> **Fragment dokumentu**:
__________________________________________________

Otóż, tak. Można już siać szpinak na balkonach. Szpinak kiełkuje już w temperaturze 2-3 stopni, ale najlepiej mu to idzie w okolicy 5-6 stopni, więc dobrze przygotowane podłoże ( chodzi mi o jego temperaturę) i włóknina na noc załatwią sprawę. Potem wprawdzie potrzebuje temperatury nieco wyższej czyli ok. 12 stopni, ale i takie dni już się pojawiają.Jeśli dzień jest chłodny po prostu zostawcie go pod włókniną.

Jak głęboko siać i w jakiej rozstawie?

__________________________________________________

> **Fragment zbioru danych**:
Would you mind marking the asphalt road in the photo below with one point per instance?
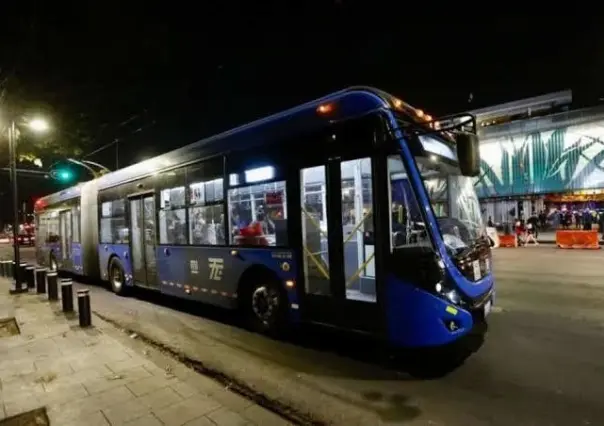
(542, 363)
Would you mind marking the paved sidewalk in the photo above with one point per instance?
(101, 376)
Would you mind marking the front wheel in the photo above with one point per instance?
(117, 277)
(266, 307)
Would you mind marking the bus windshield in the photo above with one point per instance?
(454, 202)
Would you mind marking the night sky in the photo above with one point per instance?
(159, 78)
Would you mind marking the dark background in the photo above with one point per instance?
(156, 78)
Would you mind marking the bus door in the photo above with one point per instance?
(66, 236)
(142, 240)
(338, 274)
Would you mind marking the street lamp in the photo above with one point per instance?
(37, 125)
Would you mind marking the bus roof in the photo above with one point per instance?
(351, 102)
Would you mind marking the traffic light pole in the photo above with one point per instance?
(12, 147)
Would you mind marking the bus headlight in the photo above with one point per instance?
(450, 295)
(453, 297)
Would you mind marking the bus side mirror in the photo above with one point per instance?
(468, 153)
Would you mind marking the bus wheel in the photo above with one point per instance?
(52, 262)
(117, 277)
(267, 307)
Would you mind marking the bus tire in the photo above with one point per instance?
(52, 263)
(265, 305)
(117, 277)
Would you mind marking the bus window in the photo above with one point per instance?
(406, 222)
(75, 221)
(357, 227)
(258, 215)
(314, 230)
(172, 216)
(113, 222)
(206, 213)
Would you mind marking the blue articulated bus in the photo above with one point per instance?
(355, 210)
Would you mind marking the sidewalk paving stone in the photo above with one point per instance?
(100, 376)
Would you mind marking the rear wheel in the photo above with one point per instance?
(265, 305)
(117, 277)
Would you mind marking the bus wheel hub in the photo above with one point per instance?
(264, 301)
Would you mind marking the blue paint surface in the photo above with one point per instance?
(213, 274)
(416, 318)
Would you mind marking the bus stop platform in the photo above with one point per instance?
(55, 372)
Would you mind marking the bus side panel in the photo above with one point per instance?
(89, 230)
(76, 258)
(212, 274)
(122, 252)
(417, 318)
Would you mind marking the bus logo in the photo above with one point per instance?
(216, 266)
(194, 266)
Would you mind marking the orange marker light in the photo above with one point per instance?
(325, 108)
(397, 103)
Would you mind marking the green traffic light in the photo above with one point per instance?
(64, 175)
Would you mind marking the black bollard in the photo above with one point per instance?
(84, 308)
(21, 279)
(6, 266)
(67, 295)
(41, 280)
(53, 291)
(30, 277)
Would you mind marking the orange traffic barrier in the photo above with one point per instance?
(508, 241)
(577, 239)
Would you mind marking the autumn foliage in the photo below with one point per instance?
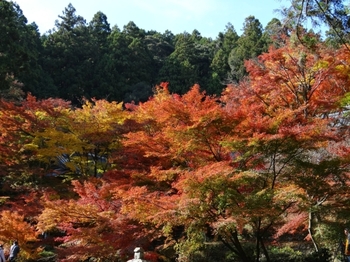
(261, 161)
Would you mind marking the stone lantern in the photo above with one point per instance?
(138, 255)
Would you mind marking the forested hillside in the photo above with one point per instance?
(195, 149)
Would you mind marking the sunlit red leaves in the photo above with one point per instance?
(93, 224)
(177, 126)
(13, 226)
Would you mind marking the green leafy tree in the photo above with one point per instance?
(224, 43)
(250, 44)
(19, 49)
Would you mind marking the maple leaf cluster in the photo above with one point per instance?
(258, 162)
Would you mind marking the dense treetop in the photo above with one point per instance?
(187, 146)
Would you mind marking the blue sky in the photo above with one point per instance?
(209, 17)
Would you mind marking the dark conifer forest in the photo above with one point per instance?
(190, 148)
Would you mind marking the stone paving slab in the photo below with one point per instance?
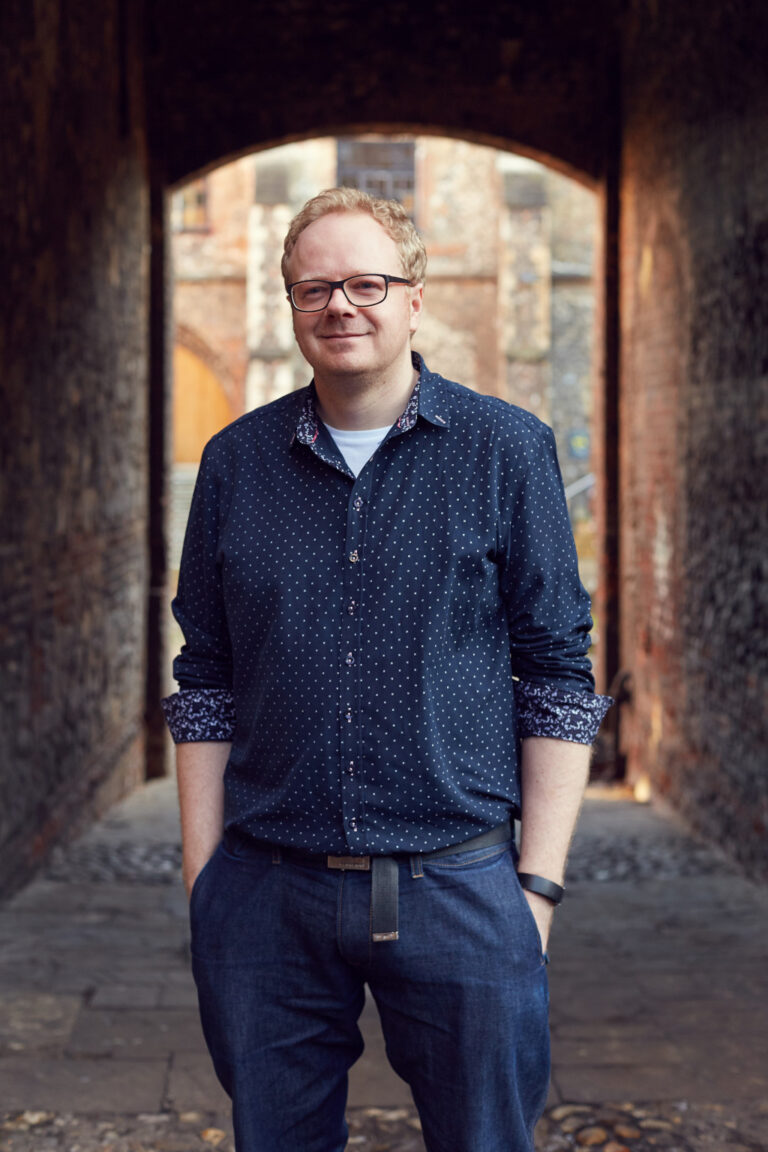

__________________________________________________

> **Treść zadania A**: Przepisz z tekstu o sianiu szpinaku na balkonie fragment zaczynający się od „Otóż, tak. Można” i kończący na „go pod włókniną.”.
> **Treść zadania B**: Pociągnij dalej tekst o sianiu szpinaku na balkonie, zaczynając zaraz po jego ostatnim zdaniu.

> **Poprawna odpowiedź A**:
Otóż, tak. Można już siać szpinak na balkonach. Szpinak kiełkuje już w temperaturze 2-3 stopni, ale najlepiej mu to idzie w okolicy 5-6 stopni, więc dobrze przygotowane podłoże ( chodzi mi o jego temperaturę) i włóknina na noc załatwią sprawę. Potem wprawdzie potrzebuje temperatury nieco wyższej czyli ok. 12 stopni, ale i takie dni już się pojawiają.Jeśli dzień jest chłodny po prostu zostawcie go pod włókniną.

> **Poprawna odpowiedź B**:
Szpinak kiełkuje w ciemności, nie siejemy go więc rzutem na glebę. Głębokość siewu powinna wynosić ok. 1,5 cm tak by dobrze był przykryty ziemią. Jeśli chcecie uzyskać duże rośliny, siejemy punktowo po trzy ziarna w rozstawie 15 cm, i w późniejszym stadium pozostawiamy najmocniejszą roślinę. Jeśli zaś zależy nam na listkach do sałatek wysiewamy w rzędy oddalone od siebie o 30 cm. W skrzynce balkonowej obsada może być nieco gęstsza. Ja sieję w skrzynkę o szerokości 25 cm dwa rzędy w miarę równo oddalone od siebie i brzegów skrzynki.szpinak na balkonie

Jakie jest najlepsze miejsce i podłoże dla szpinaku?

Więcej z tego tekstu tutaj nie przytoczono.